Turn every line of the listing below into a numbered list, omitting any blank lines.

****

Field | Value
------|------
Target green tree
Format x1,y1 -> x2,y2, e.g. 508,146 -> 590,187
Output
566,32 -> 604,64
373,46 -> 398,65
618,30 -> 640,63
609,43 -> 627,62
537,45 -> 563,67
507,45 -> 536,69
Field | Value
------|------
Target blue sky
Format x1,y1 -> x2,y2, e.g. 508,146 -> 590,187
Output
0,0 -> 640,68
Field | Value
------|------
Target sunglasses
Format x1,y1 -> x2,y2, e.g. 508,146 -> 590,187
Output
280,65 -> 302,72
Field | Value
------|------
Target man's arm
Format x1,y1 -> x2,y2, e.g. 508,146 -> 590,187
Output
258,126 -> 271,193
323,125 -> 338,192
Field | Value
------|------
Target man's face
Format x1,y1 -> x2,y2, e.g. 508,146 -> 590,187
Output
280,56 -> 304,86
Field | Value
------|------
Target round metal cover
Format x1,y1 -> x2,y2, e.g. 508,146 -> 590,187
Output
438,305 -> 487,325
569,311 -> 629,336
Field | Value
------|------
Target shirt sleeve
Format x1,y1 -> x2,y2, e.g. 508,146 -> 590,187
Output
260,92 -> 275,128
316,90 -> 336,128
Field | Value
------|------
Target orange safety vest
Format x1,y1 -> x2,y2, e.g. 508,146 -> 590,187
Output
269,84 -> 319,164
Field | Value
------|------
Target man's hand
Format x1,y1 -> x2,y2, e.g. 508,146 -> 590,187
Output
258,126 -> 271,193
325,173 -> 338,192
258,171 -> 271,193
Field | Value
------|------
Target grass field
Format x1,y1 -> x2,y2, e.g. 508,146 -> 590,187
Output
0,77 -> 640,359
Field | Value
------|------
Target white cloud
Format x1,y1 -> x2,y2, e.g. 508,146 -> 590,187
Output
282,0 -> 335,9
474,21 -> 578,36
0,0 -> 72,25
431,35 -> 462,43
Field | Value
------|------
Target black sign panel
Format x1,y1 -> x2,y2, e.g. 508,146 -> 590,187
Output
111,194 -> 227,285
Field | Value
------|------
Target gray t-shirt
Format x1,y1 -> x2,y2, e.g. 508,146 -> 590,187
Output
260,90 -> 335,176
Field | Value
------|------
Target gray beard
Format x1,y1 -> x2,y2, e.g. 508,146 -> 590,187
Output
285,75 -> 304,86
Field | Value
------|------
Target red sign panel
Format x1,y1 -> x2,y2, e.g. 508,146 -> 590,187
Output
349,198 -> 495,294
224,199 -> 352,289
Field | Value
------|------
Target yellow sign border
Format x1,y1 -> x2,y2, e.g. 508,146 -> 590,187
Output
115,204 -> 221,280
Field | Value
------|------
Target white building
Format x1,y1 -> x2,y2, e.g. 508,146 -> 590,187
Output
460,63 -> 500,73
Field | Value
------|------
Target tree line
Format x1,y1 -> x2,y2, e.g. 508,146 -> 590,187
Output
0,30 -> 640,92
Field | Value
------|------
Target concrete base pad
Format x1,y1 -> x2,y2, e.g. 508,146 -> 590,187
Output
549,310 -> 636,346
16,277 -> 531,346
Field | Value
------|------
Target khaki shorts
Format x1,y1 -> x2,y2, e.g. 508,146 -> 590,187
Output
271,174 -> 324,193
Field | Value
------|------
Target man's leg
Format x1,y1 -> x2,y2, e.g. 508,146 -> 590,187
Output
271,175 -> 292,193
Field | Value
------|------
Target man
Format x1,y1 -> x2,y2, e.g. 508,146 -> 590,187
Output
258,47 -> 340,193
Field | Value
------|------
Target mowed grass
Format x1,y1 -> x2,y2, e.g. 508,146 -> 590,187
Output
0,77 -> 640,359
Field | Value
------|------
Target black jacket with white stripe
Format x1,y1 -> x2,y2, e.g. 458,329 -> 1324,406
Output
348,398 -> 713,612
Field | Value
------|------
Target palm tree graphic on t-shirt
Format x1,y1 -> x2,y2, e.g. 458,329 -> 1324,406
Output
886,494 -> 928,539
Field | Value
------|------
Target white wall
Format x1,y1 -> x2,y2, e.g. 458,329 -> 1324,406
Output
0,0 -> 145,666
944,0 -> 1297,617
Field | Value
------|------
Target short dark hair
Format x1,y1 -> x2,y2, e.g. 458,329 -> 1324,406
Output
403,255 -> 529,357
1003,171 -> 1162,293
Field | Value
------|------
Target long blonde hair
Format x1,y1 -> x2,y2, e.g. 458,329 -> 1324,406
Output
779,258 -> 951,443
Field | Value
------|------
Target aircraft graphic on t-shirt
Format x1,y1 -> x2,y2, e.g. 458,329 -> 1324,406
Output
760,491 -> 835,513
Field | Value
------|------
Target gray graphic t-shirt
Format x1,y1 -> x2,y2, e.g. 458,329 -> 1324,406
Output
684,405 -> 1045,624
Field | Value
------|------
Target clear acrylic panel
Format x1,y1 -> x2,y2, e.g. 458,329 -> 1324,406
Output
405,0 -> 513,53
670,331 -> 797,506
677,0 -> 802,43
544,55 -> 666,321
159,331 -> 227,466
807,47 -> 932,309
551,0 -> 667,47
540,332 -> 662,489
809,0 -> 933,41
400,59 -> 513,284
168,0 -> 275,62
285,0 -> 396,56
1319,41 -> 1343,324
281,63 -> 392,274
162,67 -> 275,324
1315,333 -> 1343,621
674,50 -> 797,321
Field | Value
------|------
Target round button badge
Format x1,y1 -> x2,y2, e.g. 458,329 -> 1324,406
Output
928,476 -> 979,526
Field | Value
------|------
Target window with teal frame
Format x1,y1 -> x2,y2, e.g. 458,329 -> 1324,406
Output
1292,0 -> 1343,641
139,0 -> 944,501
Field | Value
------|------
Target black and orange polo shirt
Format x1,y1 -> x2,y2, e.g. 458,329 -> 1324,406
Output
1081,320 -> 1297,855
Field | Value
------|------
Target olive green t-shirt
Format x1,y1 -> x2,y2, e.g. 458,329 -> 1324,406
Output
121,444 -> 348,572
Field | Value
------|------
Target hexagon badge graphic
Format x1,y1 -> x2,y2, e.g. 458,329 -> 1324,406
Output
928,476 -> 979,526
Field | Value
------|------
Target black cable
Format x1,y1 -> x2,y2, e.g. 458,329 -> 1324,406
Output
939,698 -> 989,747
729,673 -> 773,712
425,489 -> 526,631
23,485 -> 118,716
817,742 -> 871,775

****

→ **Task solution**
1. Field | Value
2. ------|------
3. Target green tree
4. Format x1,y1 -> x2,y2, e.g. 508,146 -> 590,187
5. Output
6. 566,32 -> 604,64
7. 373,46 -> 398,65
8. 618,30 -> 640,63
9. 609,43 -> 627,62
10. 537,45 -> 563,67
11. 507,45 -> 536,69
12. Field | Value
13. ------|------
14. Target blue sky
15. Format x1,y1 -> x2,y2, e.g. 508,146 -> 590,187
16. Output
17. 0,0 -> 640,68
18. Field | Value
19. ------|------
20. Target sunglasses
21. Format x1,y1 -> x2,y2, e.g. 508,146 -> 590,187
22. Output
23. 280,65 -> 302,72
24. Field | Value
25. ------|------
26. Target man's arm
27. Format x1,y1 -> x2,y2, e.g. 508,146 -> 590,187
28. Output
29. 258,126 -> 271,193
30. 323,125 -> 338,192
31. Field | Value
32. ------|------
33. Target man's face
34. Format x1,y1 -> x2,y2, e.g. 508,146 -> 590,187
35. Output
36. 280,56 -> 304,86
37. Field | Value
38. ------|------
39. Target round metal cover
40. Format x1,y1 -> x2,y2, e.g. 508,146 -> 590,187
41. Output
42. 438,305 -> 487,325
43. 569,311 -> 629,336
44. Field | Value
45. ------|------
46. Target shirt sleeve
47. Format x1,y1 -> x2,y2, e.g. 508,146 -> 590,187
48. Output
49. 260,92 -> 275,128
50. 316,90 -> 336,128
51. Field | Value
52. ------|------
53. Target orange safety vest
54. Format x1,y1 -> x2,y2, e.g. 508,146 -> 590,187
55. Output
56. 269,84 -> 319,164
57. Field | Value
58. ------|------
59. Target man's hand
60. Format x1,y1 -> x2,y2, e.g. 508,146 -> 590,187
61. Output
62. 258,126 -> 271,193
63. 325,173 -> 338,192
64. 258,171 -> 271,193
65. Field | Value
66. ------|------
67. Target grass field
68. Format x1,y1 -> x2,y2, e.g. 508,146 -> 590,187
69. Output
70. 0,77 -> 640,359
71. Field | Value
72. ------|------
73. Target white cloud
74. Format x1,y1 -> x2,y2, e.g. 508,146 -> 590,187
75. Output
76. 282,0 -> 335,9
77. 474,21 -> 578,36
78. 0,0 -> 72,25
79. 431,35 -> 462,43
80. Field | Value
81. ------|------
82. Target black sign panel
83. Format x1,y1 -> x2,y2, e.g. 508,146 -> 590,187
84. Output
85. 111,194 -> 227,285
86. Field | Value
87. ------|------
88. Target gray t-shirt
89. Format x1,y1 -> x2,y2, e.g. 508,146 -> 590,187
90. Output
91. 260,90 -> 335,176
92. Field | Value
93. ------|------
94. Target gray beard
95. Format x1,y1 -> x2,y2, e.g. 508,146 -> 590,187
96. Output
97. 285,75 -> 304,86
98. Field | Value
99. ------|------
100. Target red sign panel
101. Format x1,y1 -> x2,y2, e.g. 508,146 -> 590,187
102. Output
103. 349,198 -> 495,294
104. 224,199 -> 352,289
105. Field | Value
106. ------|------
107. Target yellow sign border
108. Format x1,y1 -> x2,y2, e.g. 508,146 -> 590,187
109. Output
110. 115,204 -> 221,280
111. Field | Value
112. ------|------
113. Target white building
114. Format x1,y1 -> x2,y2, e.g. 508,146 -> 590,187
115. Output
116. 460,63 -> 500,73
117. Field | Value
118. ------|------
119. Target tree line
120. Format x1,y1 -> x2,y2, e.g. 508,146 -> 590,187
121. Output
122. 0,30 -> 640,92
123. Field | Value
124. ------|------
125. Target concrete base pad
126. Format x1,y1 -> x2,y2, e.g. 508,146 -> 590,187
127. Output
128. 549,310 -> 636,346
129. 16,277 -> 531,346
130. Field | Value
131. ------|------
132. Target khaki shorts
133. Format x1,y1 -> x2,y2, e.g. 508,146 -> 590,187
134. Output
135. 271,174 -> 324,193
136. Field | Value
137. ------|------
138. Target man's leg
139. Format x1,y1 -> x2,y2, e.g. 508,146 -> 590,187
140. Output
141. 271,175 -> 292,193
142. Field | Value
143. ------|------
144. Target man
145. Format x1,y1 -> x2,y2, e.g. 508,146 -> 590,187
146. Output
147. 258,47 -> 340,193
148. Field | Value
149. ------|------
150. Target mowed grass
151. Format x1,y1 -> x2,y2, e.g. 508,146 -> 590,187
152. Output
153. 0,77 -> 640,359
154. Field | Value
155. ------|------
156. Target black jacket with white stripe
157. Format x1,y1 -> x2,y2, e.g. 458,329 -> 1324,406
158. Output
159. 348,398 -> 713,612
160. Field | Value
161. ------|------
162. Target palm tree graphic on t-shirt
163. Format x1,y1 -> x2,y2, e.g. 458,329 -> 1324,406
164. Output
165. 886,494 -> 928,539
166. Field | Value
167. ------|------
168. Target white wall
169. Format x1,y1 -> x2,y2, e.g. 458,329 -> 1324,406
170. Output
171. 0,0 -> 145,666
172. 944,0 -> 1297,617
173. Field | Value
174. ------|------
175. Target short dark hair
176. Format x1,y1 -> x2,y2, e.g. 458,329 -> 1324,406
177. Output
178. 403,255 -> 529,357
179. 1003,171 -> 1162,293
180. Field | Value
181. ------|------
182. Target long blonde hair
183. Format x1,y1 -> x2,y2, e.g. 458,329 -> 1324,406
184. Output
185. 779,258 -> 951,443
186. Field | Value
187. ------|------
188. Target aircraft graphic on t-shirt
189. Format x1,y1 -> x2,y2, e.g. 458,329 -> 1324,406
190. Output
191. 760,491 -> 835,513
192. Field | Value
193. ------|------
194. Target gray graphic t-shirt
195. Format x1,y1 -> x2,y2, e.g. 458,329 -> 1324,406
196. Output
197. 684,405 -> 1045,624
198. Field | Value
199. ------|------
200. Target clear acrylic panel
201. Format x1,y1 -> x2,y2, e.g. 458,329 -> 1324,406
202. Output
203. 405,0 -> 513,53
204. 670,331 -> 797,506
205. 677,0 -> 802,43
206. 544,55 -> 666,321
207. 159,331 -> 227,466
208. 807,47 -> 932,309
209. 551,0 -> 667,47
210. 540,332 -> 662,489
211. 809,0 -> 933,41
212. 400,59 -> 513,284
213. 168,0 -> 275,62
214. 285,0 -> 396,56
215. 1319,41 -> 1343,324
216. 281,63 -> 392,274
217. 162,67 -> 275,324
218. 1315,333 -> 1343,621
219. 674,50 -> 797,321
220. Field | Value
221. ------|------
222. Target round button badge
223. Format x1,y1 -> x2,y2, e.g. 458,329 -> 1324,406
224. Output
225. 928,476 -> 979,526
226. Field | Value
227. ------|------
228. Target window with teal frame
229. Format x1,y1 -> x2,y2, e.g. 458,329 -> 1324,406
230. Output
231. 1292,0 -> 1343,641
232. 139,0 -> 944,501
233. Field | Value
234. ------|------
235. Target black and orange polo shirt
236. Format x1,y1 -> x2,y2, e.g. 458,329 -> 1324,406
237. Output
238. 1081,320 -> 1297,855
239. Field | Value
240. ------|------
241. Target olive green t-shirt
242. Format x1,y1 -> x2,y2, e.g. 458,329 -> 1324,406
243. Output
244. 121,444 -> 348,572
245. Field | Value
246. ------|------
247. Target hexagon badge graphic
248. Format x1,y1 -> x2,y2, e.g. 458,329 -> 1324,406
249. Output
250. 928,476 -> 979,526
251. Field | Value
252. ------|------
253. Target black cable
254. Format x1,y1 -> x2,y2, e.g. 458,329 -> 1324,406
255. Output
256. 939,698 -> 989,747
257. 729,673 -> 773,712
258. 425,489 -> 526,631
259. 23,485 -> 118,716
260. 817,742 -> 871,775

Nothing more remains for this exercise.